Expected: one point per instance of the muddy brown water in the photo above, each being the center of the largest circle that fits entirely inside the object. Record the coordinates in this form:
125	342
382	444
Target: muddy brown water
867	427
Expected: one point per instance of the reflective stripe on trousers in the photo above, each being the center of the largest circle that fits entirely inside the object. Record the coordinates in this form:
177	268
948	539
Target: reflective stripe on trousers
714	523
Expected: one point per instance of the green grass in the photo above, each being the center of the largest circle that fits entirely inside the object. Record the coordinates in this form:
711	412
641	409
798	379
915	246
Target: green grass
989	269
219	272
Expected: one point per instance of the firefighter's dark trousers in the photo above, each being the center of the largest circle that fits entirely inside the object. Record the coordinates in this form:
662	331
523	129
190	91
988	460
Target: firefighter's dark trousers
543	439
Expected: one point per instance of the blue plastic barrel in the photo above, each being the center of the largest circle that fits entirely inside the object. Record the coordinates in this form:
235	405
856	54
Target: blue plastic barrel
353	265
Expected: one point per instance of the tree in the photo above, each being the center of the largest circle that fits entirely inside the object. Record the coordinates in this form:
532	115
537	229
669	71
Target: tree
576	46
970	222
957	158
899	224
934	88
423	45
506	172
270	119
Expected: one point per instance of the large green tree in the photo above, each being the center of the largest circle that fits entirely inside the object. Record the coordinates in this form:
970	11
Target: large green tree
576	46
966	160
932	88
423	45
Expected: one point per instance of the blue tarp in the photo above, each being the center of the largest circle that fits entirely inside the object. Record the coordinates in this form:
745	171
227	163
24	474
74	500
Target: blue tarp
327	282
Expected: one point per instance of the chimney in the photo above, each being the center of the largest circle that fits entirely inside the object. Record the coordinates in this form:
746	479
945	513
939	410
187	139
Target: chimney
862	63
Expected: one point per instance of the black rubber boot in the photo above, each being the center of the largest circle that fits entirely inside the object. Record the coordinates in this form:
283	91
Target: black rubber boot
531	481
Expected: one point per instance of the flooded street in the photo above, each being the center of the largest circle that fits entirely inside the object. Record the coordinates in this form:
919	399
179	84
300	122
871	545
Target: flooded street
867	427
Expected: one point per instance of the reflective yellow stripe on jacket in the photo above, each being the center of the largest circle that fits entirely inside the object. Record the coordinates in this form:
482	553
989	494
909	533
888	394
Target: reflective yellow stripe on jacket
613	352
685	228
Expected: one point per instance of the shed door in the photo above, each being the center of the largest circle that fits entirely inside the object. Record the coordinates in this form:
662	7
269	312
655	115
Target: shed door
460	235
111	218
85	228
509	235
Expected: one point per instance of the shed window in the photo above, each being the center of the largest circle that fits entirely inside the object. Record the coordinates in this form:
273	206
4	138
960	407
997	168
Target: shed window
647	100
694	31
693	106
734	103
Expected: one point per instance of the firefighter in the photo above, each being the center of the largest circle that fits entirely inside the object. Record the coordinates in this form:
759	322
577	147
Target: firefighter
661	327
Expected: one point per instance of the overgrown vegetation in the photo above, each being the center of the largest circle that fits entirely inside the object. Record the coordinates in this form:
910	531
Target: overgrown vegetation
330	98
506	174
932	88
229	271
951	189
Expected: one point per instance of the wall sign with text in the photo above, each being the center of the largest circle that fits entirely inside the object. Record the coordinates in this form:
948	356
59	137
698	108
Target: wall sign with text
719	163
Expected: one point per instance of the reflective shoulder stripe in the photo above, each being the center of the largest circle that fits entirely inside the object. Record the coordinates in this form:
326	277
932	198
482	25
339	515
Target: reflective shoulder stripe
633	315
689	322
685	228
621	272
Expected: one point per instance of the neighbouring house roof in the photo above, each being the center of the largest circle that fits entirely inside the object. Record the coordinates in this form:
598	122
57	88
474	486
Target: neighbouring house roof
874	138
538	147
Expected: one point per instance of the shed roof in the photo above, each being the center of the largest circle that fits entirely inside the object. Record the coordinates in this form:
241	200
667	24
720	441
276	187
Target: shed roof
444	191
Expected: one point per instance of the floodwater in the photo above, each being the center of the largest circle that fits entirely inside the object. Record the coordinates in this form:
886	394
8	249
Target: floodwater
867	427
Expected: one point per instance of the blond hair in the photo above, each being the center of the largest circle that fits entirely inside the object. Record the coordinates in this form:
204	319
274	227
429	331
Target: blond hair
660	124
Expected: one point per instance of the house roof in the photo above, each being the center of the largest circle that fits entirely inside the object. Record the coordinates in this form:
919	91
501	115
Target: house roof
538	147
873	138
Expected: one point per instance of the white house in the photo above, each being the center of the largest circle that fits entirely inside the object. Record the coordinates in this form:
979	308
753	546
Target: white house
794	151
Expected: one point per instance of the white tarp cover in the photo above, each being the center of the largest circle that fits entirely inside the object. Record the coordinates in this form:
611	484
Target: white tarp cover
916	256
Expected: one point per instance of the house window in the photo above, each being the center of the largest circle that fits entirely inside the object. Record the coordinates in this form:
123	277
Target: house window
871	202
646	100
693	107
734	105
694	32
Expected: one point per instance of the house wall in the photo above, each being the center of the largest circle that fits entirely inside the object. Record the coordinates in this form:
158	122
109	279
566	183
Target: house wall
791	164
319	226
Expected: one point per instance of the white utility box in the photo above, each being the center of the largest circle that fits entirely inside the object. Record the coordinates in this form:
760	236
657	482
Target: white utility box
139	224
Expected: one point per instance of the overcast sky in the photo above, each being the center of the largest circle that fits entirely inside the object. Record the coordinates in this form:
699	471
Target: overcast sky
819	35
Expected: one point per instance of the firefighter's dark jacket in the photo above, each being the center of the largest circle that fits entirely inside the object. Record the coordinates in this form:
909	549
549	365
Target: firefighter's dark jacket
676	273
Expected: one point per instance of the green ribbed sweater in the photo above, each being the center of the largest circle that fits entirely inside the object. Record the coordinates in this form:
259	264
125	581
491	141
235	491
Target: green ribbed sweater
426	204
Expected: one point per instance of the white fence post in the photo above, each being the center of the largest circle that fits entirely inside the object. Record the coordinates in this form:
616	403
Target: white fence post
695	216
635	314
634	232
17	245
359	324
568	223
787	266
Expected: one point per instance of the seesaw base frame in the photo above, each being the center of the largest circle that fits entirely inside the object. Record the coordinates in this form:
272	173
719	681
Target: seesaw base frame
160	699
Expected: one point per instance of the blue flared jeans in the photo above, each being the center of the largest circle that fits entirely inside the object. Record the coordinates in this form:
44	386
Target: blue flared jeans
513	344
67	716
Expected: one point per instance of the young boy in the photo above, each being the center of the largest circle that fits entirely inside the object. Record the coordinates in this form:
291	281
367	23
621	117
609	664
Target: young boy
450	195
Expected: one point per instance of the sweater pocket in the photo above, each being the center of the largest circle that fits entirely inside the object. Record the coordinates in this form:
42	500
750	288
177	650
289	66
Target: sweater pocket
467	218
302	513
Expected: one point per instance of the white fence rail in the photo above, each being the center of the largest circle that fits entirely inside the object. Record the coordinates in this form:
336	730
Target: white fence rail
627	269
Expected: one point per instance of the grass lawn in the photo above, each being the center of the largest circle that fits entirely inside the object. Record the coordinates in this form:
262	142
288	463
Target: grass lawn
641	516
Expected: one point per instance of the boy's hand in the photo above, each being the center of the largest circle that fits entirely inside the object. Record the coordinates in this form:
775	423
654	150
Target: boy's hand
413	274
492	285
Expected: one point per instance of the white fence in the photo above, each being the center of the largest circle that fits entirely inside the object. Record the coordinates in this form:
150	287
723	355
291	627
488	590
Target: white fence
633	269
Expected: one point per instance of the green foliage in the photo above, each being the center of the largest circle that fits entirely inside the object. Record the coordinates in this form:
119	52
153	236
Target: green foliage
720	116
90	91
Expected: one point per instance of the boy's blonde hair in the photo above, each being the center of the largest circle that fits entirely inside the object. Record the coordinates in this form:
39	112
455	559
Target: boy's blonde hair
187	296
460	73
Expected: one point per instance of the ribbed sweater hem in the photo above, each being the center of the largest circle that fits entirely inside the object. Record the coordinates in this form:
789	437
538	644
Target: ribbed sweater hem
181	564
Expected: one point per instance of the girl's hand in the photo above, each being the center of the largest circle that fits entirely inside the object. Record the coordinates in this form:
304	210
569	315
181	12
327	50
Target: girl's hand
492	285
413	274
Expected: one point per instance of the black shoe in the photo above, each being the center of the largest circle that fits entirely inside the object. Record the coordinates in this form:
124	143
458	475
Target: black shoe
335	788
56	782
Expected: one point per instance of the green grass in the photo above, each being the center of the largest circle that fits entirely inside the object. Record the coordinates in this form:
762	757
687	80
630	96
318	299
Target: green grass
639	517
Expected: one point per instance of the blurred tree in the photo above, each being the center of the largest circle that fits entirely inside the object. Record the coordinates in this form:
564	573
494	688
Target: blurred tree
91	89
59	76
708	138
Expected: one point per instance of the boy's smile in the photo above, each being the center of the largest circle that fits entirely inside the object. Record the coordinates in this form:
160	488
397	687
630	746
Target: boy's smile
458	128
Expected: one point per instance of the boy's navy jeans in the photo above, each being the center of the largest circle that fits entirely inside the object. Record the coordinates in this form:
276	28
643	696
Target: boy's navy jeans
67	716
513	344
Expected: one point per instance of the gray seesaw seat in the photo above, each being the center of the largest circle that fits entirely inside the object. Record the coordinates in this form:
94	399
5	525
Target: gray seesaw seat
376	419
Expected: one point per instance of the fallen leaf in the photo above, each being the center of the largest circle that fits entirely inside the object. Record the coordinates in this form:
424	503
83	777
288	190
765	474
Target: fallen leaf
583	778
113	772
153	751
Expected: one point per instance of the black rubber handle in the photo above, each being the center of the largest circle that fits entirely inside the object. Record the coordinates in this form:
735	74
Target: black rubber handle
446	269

———

- Instructions to follow
Starting at the line that contains "Expected: one point per instance of the boy's navy", quote each remaining line of the entries above, unchanged.

- Exercise result
Expected: one point per instance of the boy's navy jeans in the photo above, each being the center of the largest circle that fits entirely inside the object. Record the coordinates in this form:
276	28
643	696
Target: boy's navy jeans
67	716
513	344
Expected: one point per instance of the gray seesaw seat in the photo above, each being the center of the largest circle that fits entirely inside the object. Record the coordinates in this form:
94	399
5	525
Target: gray seesaw seat
376	419
Expected: one point per instance of the fallen leaf in the photo above, each being the center of the largest circle that fits entirely inside the object. Record the coordinates in this form:
424	503
83	777
288	190
765	474
Target: fallen leaf
583	778
113	772
153	751
Expected: one point per instance of the black rubber handle in the photo above, each being the center of the largest circle that fits entirely inside the object. Record the coordinates in this form:
735	74
Target: black rubber handle
446	269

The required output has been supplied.